Start

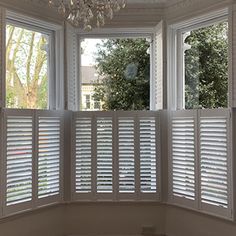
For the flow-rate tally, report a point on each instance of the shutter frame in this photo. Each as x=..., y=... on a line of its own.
x=72, y=54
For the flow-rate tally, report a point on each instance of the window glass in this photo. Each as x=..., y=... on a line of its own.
x=27, y=68
x=205, y=53
x=115, y=73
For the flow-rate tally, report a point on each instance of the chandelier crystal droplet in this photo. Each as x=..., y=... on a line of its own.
x=87, y=13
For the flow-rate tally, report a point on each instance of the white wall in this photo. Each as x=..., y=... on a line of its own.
x=42, y=222
x=113, y=218
x=182, y=222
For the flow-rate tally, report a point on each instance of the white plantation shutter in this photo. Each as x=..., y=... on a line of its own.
x=49, y=155
x=148, y=161
x=18, y=158
x=157, y=81
x=83, y=154
x=72, y=49
x=183, y=156
x=126, y=155
x=104, y=155
x=215, y=160
x=115, y=155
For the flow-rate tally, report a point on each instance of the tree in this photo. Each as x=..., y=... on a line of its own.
x=26, y=69
x=124, y=66
x=206, y=67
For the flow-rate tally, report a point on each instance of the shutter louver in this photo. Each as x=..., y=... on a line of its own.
x=49, y=143
x=19, y=159
x=104, y=155
x=213, y=160
x=83, y=155
x=183, y=157
x=148, y=171
x=126, y=155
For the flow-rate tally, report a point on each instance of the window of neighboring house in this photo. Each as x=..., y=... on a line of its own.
x=116, y=73
x=201, y=65
x=28, y=66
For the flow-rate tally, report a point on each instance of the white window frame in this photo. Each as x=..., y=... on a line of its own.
x=175, y=66
x=56, y=55
x=120, y=33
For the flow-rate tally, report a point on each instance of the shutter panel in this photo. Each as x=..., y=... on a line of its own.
x=126, y=155
x=19, y=143
x=214, y=164
x=183, y=156
x=148, y=170
x=49, y=152
x=72, y=48
x=83, y=152
x=104, y=155
x=157, y=83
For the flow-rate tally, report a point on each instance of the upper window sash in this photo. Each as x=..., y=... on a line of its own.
x=175, y=53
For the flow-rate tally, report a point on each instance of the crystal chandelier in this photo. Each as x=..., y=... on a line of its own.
x=87, y=13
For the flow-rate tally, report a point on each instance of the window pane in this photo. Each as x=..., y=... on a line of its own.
x=27, y=61
x=206, y=67
x=115, y=74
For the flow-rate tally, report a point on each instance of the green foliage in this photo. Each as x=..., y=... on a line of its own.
x=124, y=66
x=26, y=68
x=206, y=67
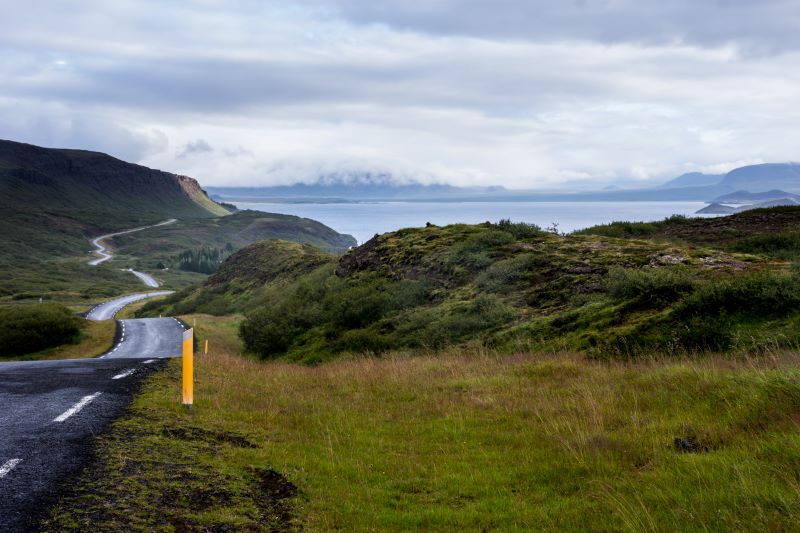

End

Render every line of the records above as a JSON list of strings, one string per line, with blank lines left out. Leave the pictures out of the list.

[
  "For the flow-rate tally, report a point on each instance of the shutter frame in this photo. Each as x=..., y=... on a line of its own.",
  "x=72, y=54",
  "For the flow-rate tally, report a point on each instance of the window glass in this photo. Each as x=..., y=... on a line of its own.",
  "x=27, y=68",
  "x=205, y=53",
  "x=115, y=73",
  "For the flow-rate tally, report a point on each instance of the chandelier crystal droplet in this photo. Each as x=..., y=... on a line of its own.",
  "x=87, y=13",
  "For the flow-rate tally, report a point on each instance of the white wall in this photo. Each as x=..., y=... on a line of its own.",
  "x=42, y=222",
  "x=113, y=218",
  "x=182, y=222",
  "For the flow-rate tally, report a point on each instance of the white plantation shutter in this photo. Each as x=..., y=... on a line of its own.",
  "x=49, y=155",
  "x=148, y=161",
  "x=18, y=158",
  "x=157, y=81",
  "x=83, y=154",
  "x=72, y=49",
  "x=183, y=156",
  "x=126, y=155",
  "x=104, y=155",
  "x=215, y=160",
  "x=115, y=155",
  "For the flow-rate tally, report a point on each instance of the tree in this photo. Each as x=..., y=... on a line of its own.",
  "x=26, y=69",
  "x=124, y=66",
  "x=206, y=67",
  "For the flow-rate tally, report a point on each instance of the shutter louver in this photo. Each as x=..., y=... on a line of its own.",
  "x=49, y=143",
  "x=19, y=159",
  "x=104, y=155",
  "x=213, y=160",
  "x=83, y=155",
  "x=183, y=157",
  "x=148, y=171",
  "x=126, y=155",
  "For the flow-rate tally, report a point on each instance of the window of neighboring house in this photo. Each as x=..., y=... on a line of its own.",
  "x=116, y=73",
  "x=201, y=65",
  "x=28, y=66",
  "For the flow-rate tally, report a point on each instance of the white window frame in this photo. Each as x=..., y=... on a line of its own.",
  "x=175, y=66",
  "x=56, y=55",
  "x=120, y=33",
  "For the flow-rate tally, report a point on each instance of the shutter panel in this photo. Each as x=..., y=... on a line of its own.",
  "x=126, y=155",
  "x=19, y=143",
  "x=214, y=164",
  "x=183, y=156",
  "x=148, y=170",
  "x=49, y=152",
  "x=72, y=48",
  "x=83, y=152",
  "x=104, y=155",
  "x=157, y=83",
  "For the flow-rate tally, report a point on each instance of the upper window sash in this photo. Each as x=..., y=... on a line of its own.",
  "x=175, y=53",
  "For the flow-rate tally, report a point on each instance of the crystal chandelier in this photo. Each as x=..., y=... on a line of its own.",
  "x=87, y=13",
  "For the flow-rate tally, report a point on each instance of the window pane in this photo. Each as x=..., y=... on a line of its own.",
  "x=27, y=61",
  "x=206, y=67",
  "x=115, y=74",
  "For the flow-rate tally, report a point on each instance of the green foliage in this photo. Each as x=..., y=... on a line of its own.",
  "x=124, y=66",
  "x=26, y=68",
  "x=206, y=67"
]